# TRAVAIL DEMANDÉ:
Poursuivez le texte relatif à l'attentat contre Bahman Javadi à Larnaca, en reprenant juste après sa dernière phrase.

# TEXTE FOURNI:
━━━
3. L'attentat contre Javadi à Larnaca.
Le 26 août 1989 à Larnaca (Chypre), deux tueurs blessèrent mortellement l'opposant iranien Bahman Javadi par une balle dans la tête. A ce sujet, Mesbahi a déclaré qu'il avait appris d'un officier supérieur des services secrets iraniens, qui travaillait à l'époque au Tribunal révolutionnaire et était au courant de l'attentat, que la décision de liquider l'opposant était d'ordre politique et que l'exécution avait été confiée à des membres des pasdaran. Il ressort de l'enquête menée par la police de Nicosie que l'arme utilisée pour le crime était un pistolet automatique Llama de modèle XA, No 496919, calibre 7,65 mm, muni d'un silencieux. D'après les renseignements fournis par Interpol, l'arme avait été livrée le 30 mars 1971 au Ministère de la Guerre iranien et fut abandonnée par les tueurs, comme à Vienne et à Berlin, lors de leur fuite.L'examen à Nicosie du silencieux par un officier de la police judiciaire allemande a révélé qu'il présentait de nombreuses similitudes avec le silencieux utilisé lors de l'attentat du «Mykonos».
━━━
# DONNÉES BRUTES:
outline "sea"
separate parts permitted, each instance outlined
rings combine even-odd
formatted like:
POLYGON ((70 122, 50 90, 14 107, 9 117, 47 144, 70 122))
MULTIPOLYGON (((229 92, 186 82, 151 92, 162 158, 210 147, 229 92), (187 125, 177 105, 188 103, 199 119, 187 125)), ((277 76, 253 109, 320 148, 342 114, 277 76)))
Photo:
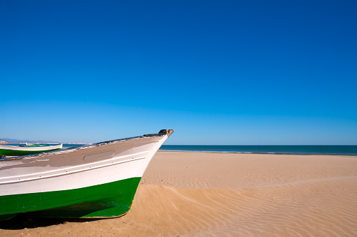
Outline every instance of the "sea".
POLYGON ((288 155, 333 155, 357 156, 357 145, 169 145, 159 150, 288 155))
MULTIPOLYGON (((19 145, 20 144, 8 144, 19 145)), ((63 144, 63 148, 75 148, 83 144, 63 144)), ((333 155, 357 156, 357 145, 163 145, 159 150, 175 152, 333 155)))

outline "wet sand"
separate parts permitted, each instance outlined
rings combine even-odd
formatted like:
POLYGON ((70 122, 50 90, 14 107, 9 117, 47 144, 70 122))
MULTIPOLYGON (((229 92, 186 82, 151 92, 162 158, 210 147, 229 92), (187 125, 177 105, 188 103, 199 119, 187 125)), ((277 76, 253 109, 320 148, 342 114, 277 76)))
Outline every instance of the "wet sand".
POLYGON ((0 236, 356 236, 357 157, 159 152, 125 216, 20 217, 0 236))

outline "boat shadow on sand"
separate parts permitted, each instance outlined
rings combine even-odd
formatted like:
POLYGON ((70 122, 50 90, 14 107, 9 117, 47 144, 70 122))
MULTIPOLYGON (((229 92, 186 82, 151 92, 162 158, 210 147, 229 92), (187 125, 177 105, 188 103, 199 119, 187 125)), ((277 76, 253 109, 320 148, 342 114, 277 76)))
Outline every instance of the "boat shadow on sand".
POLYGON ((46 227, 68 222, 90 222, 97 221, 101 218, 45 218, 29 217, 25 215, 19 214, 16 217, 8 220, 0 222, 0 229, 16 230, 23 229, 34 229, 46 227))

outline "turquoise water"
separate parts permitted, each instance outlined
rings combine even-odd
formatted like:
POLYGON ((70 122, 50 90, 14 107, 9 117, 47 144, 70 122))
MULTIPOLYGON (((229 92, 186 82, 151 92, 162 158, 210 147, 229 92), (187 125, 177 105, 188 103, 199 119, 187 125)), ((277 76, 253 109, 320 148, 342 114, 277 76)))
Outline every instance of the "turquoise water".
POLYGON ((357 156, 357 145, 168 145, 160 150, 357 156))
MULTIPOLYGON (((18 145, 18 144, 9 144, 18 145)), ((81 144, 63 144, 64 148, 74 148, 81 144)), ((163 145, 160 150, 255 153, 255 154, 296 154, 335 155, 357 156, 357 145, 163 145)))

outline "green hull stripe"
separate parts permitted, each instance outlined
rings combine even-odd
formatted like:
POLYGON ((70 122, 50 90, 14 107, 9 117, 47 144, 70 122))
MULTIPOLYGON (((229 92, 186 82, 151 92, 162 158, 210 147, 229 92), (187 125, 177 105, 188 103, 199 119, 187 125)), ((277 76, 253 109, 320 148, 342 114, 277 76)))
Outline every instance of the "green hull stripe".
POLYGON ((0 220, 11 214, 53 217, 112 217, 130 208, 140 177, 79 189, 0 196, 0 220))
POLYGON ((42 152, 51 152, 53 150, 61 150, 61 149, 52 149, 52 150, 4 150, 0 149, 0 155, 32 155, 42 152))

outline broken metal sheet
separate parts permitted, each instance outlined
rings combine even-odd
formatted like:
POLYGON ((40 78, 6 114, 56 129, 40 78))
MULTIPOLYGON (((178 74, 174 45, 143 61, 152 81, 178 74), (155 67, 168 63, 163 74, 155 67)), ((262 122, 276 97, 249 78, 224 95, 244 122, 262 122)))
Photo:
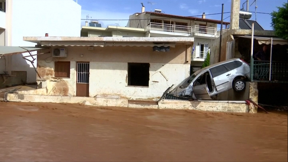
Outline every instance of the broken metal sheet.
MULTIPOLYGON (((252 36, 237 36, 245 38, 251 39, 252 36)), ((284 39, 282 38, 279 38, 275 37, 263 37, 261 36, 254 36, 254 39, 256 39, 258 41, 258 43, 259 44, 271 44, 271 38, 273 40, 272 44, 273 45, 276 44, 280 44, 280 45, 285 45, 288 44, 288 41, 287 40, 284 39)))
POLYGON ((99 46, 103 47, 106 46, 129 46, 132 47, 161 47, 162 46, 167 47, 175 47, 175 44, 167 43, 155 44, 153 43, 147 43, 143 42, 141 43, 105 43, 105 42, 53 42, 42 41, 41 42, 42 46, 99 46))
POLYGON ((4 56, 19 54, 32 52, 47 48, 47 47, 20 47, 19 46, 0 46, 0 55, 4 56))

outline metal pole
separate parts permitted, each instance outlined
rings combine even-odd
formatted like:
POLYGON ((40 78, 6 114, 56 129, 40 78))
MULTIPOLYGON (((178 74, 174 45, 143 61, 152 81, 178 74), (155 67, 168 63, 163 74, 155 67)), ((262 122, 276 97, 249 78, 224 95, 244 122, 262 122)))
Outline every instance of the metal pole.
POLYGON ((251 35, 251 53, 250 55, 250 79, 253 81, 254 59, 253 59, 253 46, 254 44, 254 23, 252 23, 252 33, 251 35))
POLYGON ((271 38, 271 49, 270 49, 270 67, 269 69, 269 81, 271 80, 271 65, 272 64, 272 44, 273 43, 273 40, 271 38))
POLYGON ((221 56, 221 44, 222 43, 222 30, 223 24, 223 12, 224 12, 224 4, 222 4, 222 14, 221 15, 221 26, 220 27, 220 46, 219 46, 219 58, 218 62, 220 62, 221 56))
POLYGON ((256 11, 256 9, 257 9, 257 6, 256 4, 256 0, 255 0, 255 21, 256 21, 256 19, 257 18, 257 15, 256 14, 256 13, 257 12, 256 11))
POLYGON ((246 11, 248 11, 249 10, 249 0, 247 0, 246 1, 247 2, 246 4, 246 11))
━━━
# RÉPONSE:
4. L'attentat contre Mohammadi à Hambourg
La manufacture et les signes distinctifs des silencieux présentent en outre des similitudes avec ceux utilisés lors de l'attentat perpétré le 18 janvier 1987 à Hambourg-Bergedorf contre l'ex-pilote Ali Akbar Mohammadi. Mohammadi s'était enfui à Bagdad (Irak) dans un avion iranien, en compagnie de son frère et de son beau-frère, et était arrivé en avril 1986 en Allemagne, où il obtint l'asile politique. Le jour de l'attentat, il fut abattu de plusieurs balles dans la tête, le cou et le thorax, par deux tueurs qui utilisèrent un pistolet automatique de marque Llama, modèle XA, calibre 7,65 mm, muni d'un silencieux, et un automatique de marque Beretta, modèle 1934, calibre 7,65 mm, dont ils se débarrassèrent au cours de leur fuite.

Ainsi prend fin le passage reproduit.